=== EXERCISE DATA ===
──────────

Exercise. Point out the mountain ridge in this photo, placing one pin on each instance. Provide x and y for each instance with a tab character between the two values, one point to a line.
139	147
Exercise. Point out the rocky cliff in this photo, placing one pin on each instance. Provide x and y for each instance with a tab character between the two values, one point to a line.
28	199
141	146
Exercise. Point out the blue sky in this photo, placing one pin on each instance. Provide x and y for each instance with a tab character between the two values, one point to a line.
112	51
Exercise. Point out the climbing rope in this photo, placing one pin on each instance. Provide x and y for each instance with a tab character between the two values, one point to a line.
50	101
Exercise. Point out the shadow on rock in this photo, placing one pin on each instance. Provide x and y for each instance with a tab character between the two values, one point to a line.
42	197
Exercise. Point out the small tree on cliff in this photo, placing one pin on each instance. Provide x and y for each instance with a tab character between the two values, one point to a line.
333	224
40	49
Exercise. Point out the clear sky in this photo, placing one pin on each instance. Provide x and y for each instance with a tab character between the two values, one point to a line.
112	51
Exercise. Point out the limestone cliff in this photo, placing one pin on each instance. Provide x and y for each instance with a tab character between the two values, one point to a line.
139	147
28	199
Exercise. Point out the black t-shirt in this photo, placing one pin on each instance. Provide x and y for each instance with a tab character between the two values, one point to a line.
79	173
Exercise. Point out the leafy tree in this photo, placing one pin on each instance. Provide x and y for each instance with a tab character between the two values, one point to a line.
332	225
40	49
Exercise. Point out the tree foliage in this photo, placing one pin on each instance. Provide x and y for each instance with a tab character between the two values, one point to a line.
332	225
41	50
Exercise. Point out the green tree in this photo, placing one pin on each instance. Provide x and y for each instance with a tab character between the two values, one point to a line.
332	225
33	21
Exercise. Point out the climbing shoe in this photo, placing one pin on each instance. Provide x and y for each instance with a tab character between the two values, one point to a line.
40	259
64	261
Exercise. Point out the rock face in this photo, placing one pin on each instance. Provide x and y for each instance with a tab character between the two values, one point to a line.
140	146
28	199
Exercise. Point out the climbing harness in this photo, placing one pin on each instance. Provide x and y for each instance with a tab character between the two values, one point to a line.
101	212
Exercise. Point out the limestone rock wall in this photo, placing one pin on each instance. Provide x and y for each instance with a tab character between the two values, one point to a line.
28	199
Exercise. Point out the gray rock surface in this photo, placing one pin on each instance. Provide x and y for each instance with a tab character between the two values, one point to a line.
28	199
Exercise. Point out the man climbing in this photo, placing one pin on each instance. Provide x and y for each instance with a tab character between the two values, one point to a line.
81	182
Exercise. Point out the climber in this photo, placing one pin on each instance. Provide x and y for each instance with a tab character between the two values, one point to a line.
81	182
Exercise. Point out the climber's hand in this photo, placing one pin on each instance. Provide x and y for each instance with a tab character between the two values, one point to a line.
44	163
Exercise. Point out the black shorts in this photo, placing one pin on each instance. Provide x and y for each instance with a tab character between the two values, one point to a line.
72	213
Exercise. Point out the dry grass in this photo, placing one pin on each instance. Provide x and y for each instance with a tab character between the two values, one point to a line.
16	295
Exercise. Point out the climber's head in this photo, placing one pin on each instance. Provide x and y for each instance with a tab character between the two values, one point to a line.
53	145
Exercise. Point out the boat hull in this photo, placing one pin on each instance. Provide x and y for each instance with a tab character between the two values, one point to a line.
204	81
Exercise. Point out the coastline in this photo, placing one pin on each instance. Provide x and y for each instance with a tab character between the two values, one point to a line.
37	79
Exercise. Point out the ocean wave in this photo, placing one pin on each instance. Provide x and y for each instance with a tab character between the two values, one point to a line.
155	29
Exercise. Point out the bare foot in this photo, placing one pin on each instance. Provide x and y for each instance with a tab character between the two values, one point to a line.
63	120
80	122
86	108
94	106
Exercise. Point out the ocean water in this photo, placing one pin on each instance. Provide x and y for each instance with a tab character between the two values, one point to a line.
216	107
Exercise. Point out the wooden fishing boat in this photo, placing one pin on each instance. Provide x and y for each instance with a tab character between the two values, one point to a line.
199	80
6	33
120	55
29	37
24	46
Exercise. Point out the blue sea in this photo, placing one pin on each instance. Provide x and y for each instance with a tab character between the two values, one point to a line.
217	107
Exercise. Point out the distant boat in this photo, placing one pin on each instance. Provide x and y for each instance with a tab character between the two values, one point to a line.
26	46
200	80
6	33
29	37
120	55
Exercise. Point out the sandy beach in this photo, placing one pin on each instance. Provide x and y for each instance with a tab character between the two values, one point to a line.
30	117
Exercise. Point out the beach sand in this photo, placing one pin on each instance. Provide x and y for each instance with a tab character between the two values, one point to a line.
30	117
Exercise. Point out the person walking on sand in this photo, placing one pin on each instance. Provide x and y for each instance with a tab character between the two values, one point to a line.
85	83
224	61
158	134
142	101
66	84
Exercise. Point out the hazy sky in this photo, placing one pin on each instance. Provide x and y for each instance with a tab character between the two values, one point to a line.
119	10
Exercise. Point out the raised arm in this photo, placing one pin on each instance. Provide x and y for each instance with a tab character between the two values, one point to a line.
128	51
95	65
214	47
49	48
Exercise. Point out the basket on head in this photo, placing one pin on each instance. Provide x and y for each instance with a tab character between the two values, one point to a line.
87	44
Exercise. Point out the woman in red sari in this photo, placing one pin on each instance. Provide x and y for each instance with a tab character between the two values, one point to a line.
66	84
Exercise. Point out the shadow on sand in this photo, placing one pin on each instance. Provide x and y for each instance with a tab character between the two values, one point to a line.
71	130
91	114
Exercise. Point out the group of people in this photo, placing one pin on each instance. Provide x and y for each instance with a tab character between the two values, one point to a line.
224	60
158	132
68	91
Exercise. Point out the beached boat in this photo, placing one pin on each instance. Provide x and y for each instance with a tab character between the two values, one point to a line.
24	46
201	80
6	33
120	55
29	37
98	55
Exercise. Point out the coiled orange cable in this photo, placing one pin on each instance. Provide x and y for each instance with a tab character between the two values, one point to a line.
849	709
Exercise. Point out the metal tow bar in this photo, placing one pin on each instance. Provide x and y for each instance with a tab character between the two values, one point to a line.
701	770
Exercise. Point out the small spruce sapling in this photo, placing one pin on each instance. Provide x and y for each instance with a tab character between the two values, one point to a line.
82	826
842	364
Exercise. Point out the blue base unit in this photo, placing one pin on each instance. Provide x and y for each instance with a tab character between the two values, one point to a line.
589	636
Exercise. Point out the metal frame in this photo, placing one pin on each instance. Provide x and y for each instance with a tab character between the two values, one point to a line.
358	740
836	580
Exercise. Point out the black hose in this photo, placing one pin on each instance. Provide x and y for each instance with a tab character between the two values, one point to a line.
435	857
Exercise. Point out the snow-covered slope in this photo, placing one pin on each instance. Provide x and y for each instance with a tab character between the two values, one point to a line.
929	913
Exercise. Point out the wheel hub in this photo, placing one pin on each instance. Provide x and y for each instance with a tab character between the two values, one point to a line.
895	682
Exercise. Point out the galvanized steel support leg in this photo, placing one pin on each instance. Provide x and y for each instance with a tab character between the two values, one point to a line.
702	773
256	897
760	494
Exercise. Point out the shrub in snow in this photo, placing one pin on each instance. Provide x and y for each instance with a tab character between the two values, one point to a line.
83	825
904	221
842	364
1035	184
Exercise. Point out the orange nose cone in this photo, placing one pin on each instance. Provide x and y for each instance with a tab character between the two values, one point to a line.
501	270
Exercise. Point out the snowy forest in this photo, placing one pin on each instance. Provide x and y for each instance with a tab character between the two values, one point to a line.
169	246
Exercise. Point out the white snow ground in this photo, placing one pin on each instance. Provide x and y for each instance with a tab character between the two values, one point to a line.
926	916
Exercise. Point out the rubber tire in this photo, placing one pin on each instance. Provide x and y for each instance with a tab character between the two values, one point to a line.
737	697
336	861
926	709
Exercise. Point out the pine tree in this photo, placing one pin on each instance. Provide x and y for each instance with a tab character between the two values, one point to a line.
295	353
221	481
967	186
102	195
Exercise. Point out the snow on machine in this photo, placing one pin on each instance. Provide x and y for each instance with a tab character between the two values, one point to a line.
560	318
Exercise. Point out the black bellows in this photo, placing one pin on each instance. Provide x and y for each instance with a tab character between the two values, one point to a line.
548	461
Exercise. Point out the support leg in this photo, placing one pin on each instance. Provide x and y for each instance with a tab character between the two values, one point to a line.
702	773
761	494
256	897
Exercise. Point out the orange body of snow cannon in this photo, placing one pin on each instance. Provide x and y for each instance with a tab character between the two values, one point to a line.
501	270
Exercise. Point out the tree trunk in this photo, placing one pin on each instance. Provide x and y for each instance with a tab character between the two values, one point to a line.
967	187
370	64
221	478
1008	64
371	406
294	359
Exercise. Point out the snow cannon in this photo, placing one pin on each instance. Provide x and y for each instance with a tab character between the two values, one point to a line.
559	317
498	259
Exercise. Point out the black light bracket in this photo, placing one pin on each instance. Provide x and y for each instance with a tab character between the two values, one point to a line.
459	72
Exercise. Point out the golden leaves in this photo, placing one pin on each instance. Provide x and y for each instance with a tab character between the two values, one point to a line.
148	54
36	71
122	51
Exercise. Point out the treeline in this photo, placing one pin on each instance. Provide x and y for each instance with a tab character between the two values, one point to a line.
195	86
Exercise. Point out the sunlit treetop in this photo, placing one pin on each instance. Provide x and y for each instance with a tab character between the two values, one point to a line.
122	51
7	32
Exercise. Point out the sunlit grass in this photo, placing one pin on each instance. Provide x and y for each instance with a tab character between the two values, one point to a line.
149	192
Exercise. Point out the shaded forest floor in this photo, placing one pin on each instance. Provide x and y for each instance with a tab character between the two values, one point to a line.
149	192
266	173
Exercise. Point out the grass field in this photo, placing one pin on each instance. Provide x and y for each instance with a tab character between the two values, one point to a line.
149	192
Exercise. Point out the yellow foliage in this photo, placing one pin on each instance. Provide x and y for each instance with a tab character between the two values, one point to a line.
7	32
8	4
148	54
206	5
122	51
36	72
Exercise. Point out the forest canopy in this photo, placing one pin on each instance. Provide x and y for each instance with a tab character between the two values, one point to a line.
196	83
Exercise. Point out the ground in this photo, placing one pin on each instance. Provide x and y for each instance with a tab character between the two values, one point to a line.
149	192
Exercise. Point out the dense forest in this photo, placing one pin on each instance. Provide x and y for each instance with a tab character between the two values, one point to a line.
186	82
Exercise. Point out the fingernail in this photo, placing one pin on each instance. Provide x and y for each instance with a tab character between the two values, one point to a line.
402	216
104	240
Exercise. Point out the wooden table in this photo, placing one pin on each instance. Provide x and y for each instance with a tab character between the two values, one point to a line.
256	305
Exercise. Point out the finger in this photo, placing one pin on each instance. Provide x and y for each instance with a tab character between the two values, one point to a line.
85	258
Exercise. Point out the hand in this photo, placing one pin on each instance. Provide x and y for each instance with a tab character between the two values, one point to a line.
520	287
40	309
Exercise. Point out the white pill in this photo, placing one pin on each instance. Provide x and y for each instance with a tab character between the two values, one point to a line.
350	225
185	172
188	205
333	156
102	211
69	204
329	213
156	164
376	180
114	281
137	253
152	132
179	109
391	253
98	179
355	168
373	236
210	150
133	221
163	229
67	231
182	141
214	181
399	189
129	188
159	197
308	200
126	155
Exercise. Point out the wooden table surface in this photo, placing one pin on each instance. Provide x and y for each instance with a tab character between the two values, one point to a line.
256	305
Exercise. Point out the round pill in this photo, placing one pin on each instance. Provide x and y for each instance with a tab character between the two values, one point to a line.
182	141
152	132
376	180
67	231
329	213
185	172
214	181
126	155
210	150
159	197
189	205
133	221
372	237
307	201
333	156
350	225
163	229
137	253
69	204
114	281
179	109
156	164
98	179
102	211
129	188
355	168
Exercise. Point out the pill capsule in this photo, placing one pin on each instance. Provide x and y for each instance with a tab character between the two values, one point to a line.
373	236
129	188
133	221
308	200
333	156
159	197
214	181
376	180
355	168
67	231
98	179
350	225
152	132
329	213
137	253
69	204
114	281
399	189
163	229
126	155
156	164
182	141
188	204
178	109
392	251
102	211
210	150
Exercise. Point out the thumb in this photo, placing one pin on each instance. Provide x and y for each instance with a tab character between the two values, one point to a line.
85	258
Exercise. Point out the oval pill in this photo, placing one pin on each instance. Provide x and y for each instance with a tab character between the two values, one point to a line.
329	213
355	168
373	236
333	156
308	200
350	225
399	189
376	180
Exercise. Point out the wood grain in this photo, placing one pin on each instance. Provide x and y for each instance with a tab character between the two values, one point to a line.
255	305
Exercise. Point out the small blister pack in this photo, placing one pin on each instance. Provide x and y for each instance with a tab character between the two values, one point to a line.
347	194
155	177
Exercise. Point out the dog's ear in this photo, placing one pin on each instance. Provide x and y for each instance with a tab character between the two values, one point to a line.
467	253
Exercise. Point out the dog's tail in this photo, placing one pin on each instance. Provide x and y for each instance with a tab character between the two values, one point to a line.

──────────

=== ASSIGNED TASK ===
From the line that holds "Exercise. Point out the small blister" down to the last line of the material, copy every line exactly and add nothing.

=== RESULT FOR THIS TASK ===
Exercise. Point out the small blister pack in this photo, placing one pin on each instance. Provide x and y for each instance with a tab character between the two values, one point to a line.
347	194
155	177
Exercise. Point out the dog's ear in this photo, placing one pin on each instance. Provide x and y for each instance with a tab character between the two values, one point to a line.
467	253
Exercise. Point out the dog's tail in this photo, placing one pin on each instance. Provide x and y for each instance with a tab character between the two values, one point to a line.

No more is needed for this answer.